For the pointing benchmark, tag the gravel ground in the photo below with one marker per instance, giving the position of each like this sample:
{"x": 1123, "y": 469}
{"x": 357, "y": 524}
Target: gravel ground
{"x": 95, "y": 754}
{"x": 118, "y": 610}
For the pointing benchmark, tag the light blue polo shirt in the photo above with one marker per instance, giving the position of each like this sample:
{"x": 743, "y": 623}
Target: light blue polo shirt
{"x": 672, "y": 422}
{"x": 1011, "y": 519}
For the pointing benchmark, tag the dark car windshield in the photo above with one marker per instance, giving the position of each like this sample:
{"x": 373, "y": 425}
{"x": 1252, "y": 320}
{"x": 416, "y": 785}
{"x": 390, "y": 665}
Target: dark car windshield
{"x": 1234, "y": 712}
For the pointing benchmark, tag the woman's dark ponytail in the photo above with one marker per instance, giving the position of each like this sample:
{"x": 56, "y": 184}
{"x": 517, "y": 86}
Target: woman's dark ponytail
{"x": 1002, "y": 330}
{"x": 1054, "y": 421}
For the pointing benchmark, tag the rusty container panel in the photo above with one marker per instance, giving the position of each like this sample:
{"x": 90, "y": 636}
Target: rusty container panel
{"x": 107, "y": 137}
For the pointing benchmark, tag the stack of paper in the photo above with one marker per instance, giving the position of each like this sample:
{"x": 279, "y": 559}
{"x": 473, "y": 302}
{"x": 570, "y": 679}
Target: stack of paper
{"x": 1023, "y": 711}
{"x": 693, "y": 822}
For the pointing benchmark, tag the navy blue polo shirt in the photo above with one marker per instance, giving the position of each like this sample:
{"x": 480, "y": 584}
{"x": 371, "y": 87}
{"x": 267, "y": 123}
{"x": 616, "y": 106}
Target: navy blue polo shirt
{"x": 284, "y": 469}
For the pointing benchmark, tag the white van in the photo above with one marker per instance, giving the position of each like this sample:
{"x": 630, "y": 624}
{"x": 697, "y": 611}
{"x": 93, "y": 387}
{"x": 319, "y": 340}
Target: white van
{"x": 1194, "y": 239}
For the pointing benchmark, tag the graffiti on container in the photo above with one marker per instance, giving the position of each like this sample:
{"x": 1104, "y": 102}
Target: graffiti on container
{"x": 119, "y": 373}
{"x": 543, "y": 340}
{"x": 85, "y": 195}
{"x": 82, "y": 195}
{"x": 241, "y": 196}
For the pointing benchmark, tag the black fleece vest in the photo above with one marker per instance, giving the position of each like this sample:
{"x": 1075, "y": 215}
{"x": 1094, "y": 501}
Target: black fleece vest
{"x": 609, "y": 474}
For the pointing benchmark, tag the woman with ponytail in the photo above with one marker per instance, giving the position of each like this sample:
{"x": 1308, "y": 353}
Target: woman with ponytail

+++

What is asked:
Can you restate every record above word for word?

In response:
For the pointing benchmark, tag the gravel ground in the photo below with one marker per instance, giving the position of each like this sample:
{"x": 1123, "y": 469}
{"x": 357, "y": 524}
Target: gravel ground
{"x": 95, "y": 754}
{"x": 118, "y": 610}
For the pointing benchmark, tag the light blue polo shirt in the photo above with one marker per instance, giving the position of each like this sample:
{"x": 743, "y": 623}
Target: light blue polo shirt
{"x": 672, "y": 422}
{"x": 1011, "y": 519}
For the pointing benchmark, tag the dark car windshield in the photo above with one marker per instance, giving the position of each like this sample:
{"x": 373, "y": 425}
{"x": 1252, "y": 320}
{"x": 416, "y": 785}
{"x": 390, "y": 665}
Target: dark car windshield
{"x": 1234, "y": 712}
For the pointing benchmark, tag the woman's dark ponytail in the photo above with one marker per instance, giving the position of each like this sample:
{"x": 56, "y": 184}
{"x": 517, "y": 86}
Target: woman's dark ponytail
{"x": 1002, "y": 330}
{"x": 1054, "y": 421}
For the pointing benchmark, tag the rusty container panel in the photo above with one marker per instance, giving the position of each like this sample:
{"x": 90, "y": 636}
Target: rusty container panel
{"x": 107, "y": 137}
For the pointing benchmark, tag the stack of paper in the photo above with one marker per instance, giving the position of each like this sample:
{"x": 279, "y": 559}
{"x": 473, "y": 302}
{"x": 570, "y": 679}
Target: stack of paper
{"x": 1023, "y": 711}
{"x": 693, "y": 822}
For the pointing benchmark, tag the navy blue polo shirt in the photo above with one marker per instance, giving the position of each like this sample:
{"x": 480, "y": 584}
{"x": 371, "y": 87}
{"x": 267, "y": 123}
{"x": 616, "y": 106}
Target: navy blue polo shirt
{"x": 284, "y": 469}
For the pointing benchmark, tag the white van in the photo above with one marker per instance, giving the position of each like this sample:
{"x": 630, "y": 624}
{"x": 697, "y": 611}
{"x": 93, "y": 387}
{"x": 319, "y": 340}
Target: white van
{"x": 1194, "y": 239}
For the pointing benchmark, tag the graffiti on container in the photo above with one marker per instance, giving the position of each like this sample:
{"x": 1104, "y": 102}
Target: graffiti on container
{"x": 119, "y": 373}
{"x": 543, "y": 340}
{"x": 85, "y": 195}
{"x": 82, "y": 195}
{"x": 241, "y": 196}
For the pointing benchmark, tag the black fleece vest in the photo above with one marker per instance, giving the position of each like this sample:
{"x": 1075, "y": 215}
{"x": 1094, "y": 501}
Target: black fleece vest
{"x": 609, "y": 474}
For the pointing benchmark, tag the woman with ponytail in the photo above with one marker per instance, giving the position of each like this sample:
{"x": 1308, "y": 353}
Target: woman with ponytail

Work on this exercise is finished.